▶ ABOUT THIS TASK
Every line of the data is to be transcribed without error.

───── EXERCISE DATA ─────

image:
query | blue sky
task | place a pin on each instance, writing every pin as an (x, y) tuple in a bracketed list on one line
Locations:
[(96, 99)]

─────

▶ RESPONSE
image:
query | blue sky
task | place a pin on each instance, writing every pin as an (x, y) tuple in a bracketed list on one line
Locations:
[(96, 99)]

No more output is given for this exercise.